Objetivo 1: Según la reseña del libro de Annick Lempérière, ¿qué institución hizo la traducción de esa obra?

Texto proporcionado:

▼

Hay que felicitar al Fondo de Cultura Económica por la traducción del libro de Annick Lempérière, Entre Dieu et le roi, la République, aparecido en 2004, pues aunque el subtítulo señala que su objeto de estudio es la ciudad de México en los siglos del dominio hispano, la verdad es que se trata de una obra que ofrece una interpretación completa e innovadora de la historia de la cultura política del periodo del dominio español. Durante mucho tiempo, los historiadores habían sostenido que Nueva España era una colonia, sujeta a la explotación de la metrópoli como cualquier territorio conquistado. En contra, la historiografía conservadora aseguró que los dominios españoles en América fueron reinos, tan independientes unos de otros como Navarra de Castilla. Reconocían la soberanía de un mismo rey, pero no eran colonias castellanas. Los estudios recientes han venido a complicar ambas visiones: los reinos americanos sí estaban incorporados al de Castilla, aunque no fueran colonias como las británicas del siglo XIX, y había un sistema en el que algunas ciudades actuaban como submetrópolis. Este era el caso de México, la urbe de origen prehispánico que se convirtió en el lugar de residencia del alter ego del rey, en sede de audiencia y en asiento de instituciones de las que dependían los dominios hispanos en América del Norte, el Caribe y las Filipinas.

▲

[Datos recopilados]
▼

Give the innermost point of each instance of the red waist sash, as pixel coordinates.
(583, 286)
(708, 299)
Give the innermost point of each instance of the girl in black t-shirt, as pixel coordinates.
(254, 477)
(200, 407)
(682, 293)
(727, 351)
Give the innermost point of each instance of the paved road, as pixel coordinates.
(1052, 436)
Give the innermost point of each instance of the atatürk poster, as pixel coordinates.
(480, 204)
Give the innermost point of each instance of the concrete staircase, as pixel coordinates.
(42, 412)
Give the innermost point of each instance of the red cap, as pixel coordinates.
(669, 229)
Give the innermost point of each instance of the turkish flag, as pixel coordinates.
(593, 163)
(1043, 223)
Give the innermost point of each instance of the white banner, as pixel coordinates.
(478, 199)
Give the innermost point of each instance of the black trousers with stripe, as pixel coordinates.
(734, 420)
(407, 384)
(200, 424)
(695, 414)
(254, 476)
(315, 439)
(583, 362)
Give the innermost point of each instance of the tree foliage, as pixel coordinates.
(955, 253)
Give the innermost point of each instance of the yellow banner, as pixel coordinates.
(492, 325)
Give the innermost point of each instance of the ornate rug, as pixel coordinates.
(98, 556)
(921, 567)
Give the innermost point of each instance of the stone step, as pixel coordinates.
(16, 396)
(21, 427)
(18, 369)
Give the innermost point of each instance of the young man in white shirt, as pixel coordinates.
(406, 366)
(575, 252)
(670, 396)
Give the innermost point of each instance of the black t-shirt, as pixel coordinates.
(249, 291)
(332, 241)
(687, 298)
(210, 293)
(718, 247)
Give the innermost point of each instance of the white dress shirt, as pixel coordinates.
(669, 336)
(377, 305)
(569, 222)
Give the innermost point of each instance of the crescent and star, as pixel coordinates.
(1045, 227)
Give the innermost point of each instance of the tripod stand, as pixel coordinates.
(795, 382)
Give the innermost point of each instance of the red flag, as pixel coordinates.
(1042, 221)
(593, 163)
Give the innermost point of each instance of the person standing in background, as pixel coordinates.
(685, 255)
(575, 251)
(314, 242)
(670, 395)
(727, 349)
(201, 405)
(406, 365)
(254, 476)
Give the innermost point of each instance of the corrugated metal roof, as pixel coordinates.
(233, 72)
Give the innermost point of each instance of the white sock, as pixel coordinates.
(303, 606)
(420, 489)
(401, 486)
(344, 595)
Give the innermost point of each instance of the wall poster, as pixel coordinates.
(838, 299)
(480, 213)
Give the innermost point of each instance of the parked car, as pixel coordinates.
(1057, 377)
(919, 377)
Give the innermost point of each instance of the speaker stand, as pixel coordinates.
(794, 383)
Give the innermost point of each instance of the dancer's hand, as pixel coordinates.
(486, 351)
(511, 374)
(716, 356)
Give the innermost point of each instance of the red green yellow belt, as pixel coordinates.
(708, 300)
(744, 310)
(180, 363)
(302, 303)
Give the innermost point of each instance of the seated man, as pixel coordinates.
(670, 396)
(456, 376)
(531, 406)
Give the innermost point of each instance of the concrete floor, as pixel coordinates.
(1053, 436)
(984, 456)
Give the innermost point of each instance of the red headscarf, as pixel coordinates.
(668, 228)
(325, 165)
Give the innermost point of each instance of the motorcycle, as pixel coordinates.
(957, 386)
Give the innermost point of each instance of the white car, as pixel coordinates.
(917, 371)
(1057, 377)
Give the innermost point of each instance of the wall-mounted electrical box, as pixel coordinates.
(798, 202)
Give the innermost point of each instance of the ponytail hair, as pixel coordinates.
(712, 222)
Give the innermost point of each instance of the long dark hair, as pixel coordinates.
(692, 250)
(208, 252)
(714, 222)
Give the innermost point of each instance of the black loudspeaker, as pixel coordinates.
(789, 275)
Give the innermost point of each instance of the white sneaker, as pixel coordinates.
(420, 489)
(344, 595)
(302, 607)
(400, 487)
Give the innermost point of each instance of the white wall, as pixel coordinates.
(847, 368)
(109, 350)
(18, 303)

▲

Objetivo 2: Actualiza los registros a partir de la línea que contiene "Give the innermost point of each instance of the seated" y hasta el final de los registros, ambos extremos incluidos. Sustituye "white car" por "white vehicle", deja todo lo demás intacto y devuelve solo esas líneas.

Salida completa 1: El Fondo de Cultura Económica.

Salida completa 2:
Give the innermost point of each instance of the seated man, as pixel coordinates.
(670, 396)
(456, 376)
(531, 406)
Give the innermost point of each instance of the concrete floor, as pixel coordinates.
(1053, 436)
(984, 456)
Give the innermost point of each instance of the red headscarf, as pixel coordinates.
(668, 228)
(325, 165)
Give the innermost point of each instance of the motorcycle, as pixel coordinates.
(957, 386)
Give the innermost point of each instance of the white vehicle, as pixel coordinates.
(917, 371)
(1057, 377)
Give the innermost point of each instance of the wall-mounted electrical box, as pixel coordinates.
(798, 202)
Give the innermost point of each instance of the ponytail hair, as pixel coordinates.
(712, 222)
Give the innermost point of each instance of the long dark hair, as pixel coordinates.
(692, 250)
(208, 252)
(714, 222)
Give the innermost point of each instance of the black loudspeaker, as pixel coordinates.
(789, 275)
Give the innermost point of each instance of the white sneaker, as pixel coordinates.
(420, 489)
(344, 595)
(302, 607)
(400, 487)
Give the innermost point of each instance of the white wall, as pixel coordinates.
(847, 368)
(109, 350)
(18, 303)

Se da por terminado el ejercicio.